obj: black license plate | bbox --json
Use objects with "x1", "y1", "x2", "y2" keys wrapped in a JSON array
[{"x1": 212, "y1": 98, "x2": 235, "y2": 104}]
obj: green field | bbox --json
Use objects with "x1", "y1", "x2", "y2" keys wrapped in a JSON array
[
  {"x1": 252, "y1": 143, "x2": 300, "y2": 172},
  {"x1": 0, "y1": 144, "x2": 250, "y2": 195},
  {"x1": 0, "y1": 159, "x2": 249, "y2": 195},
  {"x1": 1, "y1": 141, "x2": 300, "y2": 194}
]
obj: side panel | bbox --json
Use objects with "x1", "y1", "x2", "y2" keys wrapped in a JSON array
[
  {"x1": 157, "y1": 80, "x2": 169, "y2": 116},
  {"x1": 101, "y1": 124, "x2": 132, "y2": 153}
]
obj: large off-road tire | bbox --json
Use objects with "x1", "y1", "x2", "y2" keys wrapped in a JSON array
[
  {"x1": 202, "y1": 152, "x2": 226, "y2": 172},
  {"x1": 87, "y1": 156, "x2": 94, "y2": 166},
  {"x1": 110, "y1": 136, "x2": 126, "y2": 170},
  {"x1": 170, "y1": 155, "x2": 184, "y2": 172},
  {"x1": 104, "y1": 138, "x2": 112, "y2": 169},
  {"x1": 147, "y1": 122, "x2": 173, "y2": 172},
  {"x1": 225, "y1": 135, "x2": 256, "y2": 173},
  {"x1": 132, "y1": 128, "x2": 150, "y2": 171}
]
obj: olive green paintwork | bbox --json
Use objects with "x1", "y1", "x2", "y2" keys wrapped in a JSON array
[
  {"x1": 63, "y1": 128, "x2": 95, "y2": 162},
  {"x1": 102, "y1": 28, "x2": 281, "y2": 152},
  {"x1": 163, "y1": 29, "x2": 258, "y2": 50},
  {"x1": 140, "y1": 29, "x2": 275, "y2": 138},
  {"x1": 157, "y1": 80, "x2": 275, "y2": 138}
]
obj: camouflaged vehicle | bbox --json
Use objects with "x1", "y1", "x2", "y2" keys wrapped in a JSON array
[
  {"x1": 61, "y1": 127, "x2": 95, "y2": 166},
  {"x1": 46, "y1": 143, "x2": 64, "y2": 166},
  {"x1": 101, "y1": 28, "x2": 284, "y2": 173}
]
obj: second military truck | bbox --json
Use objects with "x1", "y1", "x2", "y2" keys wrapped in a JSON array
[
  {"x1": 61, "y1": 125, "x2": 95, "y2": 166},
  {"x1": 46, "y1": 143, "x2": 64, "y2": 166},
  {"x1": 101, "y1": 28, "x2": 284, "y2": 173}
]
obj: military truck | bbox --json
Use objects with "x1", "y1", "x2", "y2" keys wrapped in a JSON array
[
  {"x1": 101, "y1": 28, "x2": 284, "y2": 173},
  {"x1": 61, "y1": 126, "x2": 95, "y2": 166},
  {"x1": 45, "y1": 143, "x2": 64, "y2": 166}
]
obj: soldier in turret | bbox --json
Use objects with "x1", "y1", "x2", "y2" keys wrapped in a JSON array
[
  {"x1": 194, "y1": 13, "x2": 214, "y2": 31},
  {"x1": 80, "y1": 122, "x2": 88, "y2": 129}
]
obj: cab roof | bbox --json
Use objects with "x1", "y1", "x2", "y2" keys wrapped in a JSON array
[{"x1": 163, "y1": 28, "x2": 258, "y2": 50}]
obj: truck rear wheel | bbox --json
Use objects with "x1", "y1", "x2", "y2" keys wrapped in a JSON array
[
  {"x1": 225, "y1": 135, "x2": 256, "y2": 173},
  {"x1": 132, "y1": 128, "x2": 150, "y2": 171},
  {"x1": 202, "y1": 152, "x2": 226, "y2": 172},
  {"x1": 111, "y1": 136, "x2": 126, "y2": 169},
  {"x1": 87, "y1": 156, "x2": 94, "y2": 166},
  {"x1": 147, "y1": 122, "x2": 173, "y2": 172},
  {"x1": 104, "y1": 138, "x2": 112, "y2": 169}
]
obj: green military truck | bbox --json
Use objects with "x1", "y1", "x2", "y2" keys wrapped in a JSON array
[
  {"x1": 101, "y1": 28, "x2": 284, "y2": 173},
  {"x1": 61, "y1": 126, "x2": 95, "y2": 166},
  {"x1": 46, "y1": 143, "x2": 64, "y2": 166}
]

------------------------------

TRY IT: Using the listing above, pick out each line that contains the word "truck", then copy it.

ANSWER TO THIS TASK:
obj: second military truck | bbox --json
obj: military truck | bbox --json
obj: truck rear wheel | bbox --json
obj: green military truck | bbox --json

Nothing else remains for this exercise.